AVAILABLE DATA —
start

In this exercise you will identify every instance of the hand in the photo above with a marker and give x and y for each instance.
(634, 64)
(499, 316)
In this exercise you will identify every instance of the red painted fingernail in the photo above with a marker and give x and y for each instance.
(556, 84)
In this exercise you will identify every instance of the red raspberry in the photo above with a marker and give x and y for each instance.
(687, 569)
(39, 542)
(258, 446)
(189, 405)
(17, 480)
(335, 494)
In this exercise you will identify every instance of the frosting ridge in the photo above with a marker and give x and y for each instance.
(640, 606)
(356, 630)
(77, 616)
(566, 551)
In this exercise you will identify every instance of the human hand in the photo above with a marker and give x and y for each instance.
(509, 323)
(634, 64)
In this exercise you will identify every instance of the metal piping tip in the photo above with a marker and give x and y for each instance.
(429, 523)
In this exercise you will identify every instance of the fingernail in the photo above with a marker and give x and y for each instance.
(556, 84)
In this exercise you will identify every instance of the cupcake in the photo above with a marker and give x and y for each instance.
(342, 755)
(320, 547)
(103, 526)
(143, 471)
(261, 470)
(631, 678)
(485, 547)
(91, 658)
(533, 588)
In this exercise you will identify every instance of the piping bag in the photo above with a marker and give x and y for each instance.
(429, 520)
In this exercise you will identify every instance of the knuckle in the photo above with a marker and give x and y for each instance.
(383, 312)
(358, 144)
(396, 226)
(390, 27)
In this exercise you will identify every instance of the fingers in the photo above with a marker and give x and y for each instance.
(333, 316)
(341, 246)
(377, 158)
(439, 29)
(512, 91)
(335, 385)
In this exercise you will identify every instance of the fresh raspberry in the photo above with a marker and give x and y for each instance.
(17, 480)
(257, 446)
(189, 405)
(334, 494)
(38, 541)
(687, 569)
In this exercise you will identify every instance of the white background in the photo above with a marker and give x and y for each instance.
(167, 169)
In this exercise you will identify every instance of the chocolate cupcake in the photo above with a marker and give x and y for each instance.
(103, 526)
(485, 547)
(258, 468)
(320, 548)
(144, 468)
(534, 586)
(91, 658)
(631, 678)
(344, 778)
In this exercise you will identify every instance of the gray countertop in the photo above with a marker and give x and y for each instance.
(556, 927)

end
start

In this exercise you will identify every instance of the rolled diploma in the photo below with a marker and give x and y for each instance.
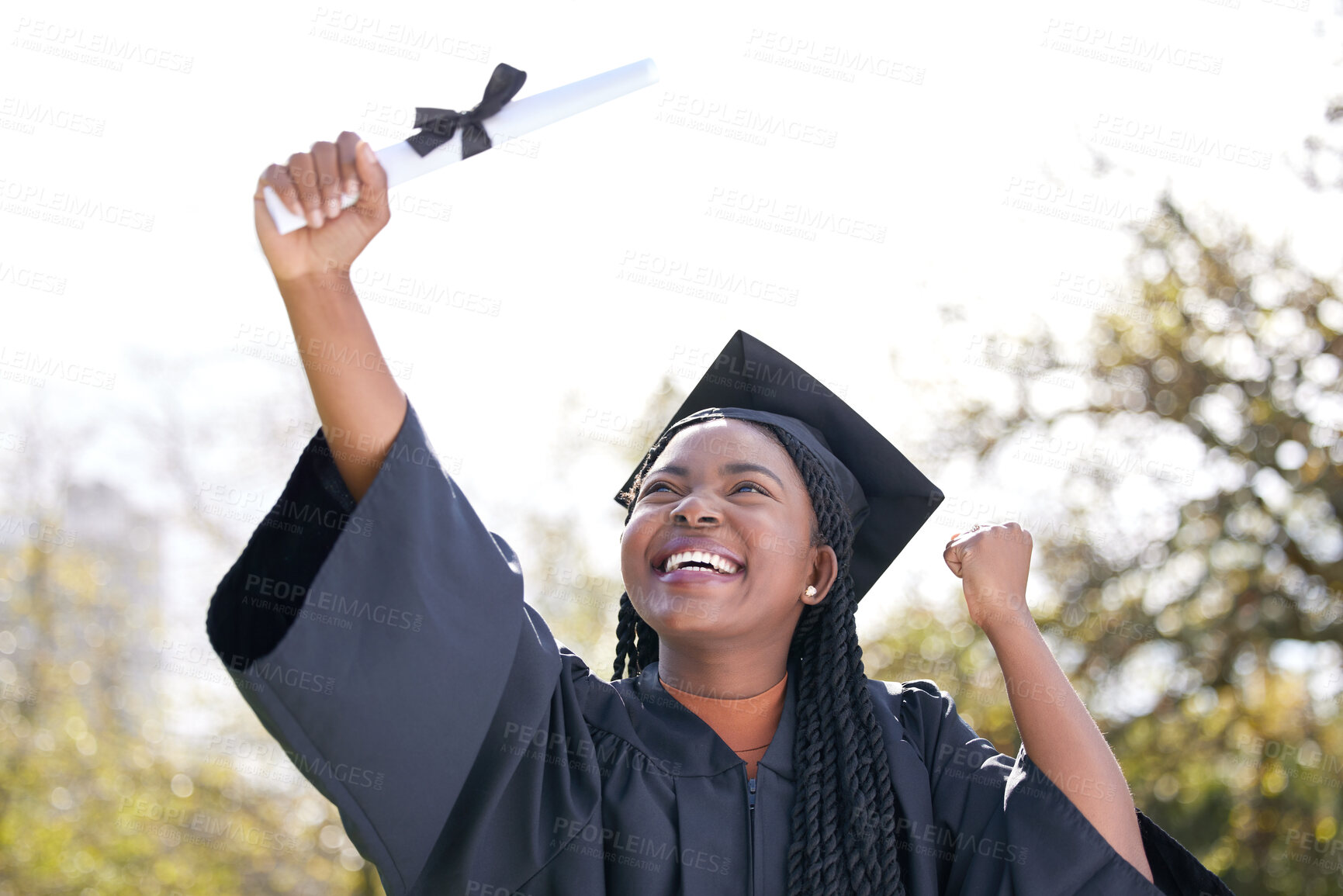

end
start

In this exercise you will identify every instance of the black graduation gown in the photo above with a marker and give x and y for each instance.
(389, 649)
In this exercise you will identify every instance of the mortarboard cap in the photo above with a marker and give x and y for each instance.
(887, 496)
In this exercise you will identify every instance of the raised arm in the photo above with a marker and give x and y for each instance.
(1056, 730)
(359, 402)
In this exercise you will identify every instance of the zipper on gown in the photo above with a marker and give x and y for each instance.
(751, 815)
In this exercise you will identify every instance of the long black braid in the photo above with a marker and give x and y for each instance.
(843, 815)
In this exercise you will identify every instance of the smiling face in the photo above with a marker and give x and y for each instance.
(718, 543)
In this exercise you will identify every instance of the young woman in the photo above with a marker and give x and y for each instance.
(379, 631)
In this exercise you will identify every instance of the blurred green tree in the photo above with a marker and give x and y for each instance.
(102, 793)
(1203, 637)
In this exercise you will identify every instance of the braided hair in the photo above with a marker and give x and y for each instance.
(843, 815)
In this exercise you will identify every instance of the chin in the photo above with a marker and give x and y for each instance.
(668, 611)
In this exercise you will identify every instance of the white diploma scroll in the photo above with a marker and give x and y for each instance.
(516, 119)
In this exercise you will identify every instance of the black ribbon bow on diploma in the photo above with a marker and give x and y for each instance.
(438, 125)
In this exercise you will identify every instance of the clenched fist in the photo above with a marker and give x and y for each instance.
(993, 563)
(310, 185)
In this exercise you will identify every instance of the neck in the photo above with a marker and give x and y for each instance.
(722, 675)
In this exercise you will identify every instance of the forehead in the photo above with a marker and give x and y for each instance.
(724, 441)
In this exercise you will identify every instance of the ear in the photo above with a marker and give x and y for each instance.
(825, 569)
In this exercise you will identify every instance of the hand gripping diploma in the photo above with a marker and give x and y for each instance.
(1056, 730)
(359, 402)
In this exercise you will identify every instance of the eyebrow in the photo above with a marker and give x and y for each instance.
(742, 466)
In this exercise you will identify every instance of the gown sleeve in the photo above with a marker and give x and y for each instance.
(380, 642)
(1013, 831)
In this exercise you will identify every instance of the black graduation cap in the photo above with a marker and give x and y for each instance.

end

STATED TASK —
Reproduce the listing verbatim from the line containing "In this exercise you will identify every instance of the gown" up to and including the line containing "(1013, 831)".

RESULT OF THE EXERCISE —
In this exercise you will identify every instance of the gown sleeve in the photo above with a marker and give x and y for each instance.
(380, 642)
(1013, 831)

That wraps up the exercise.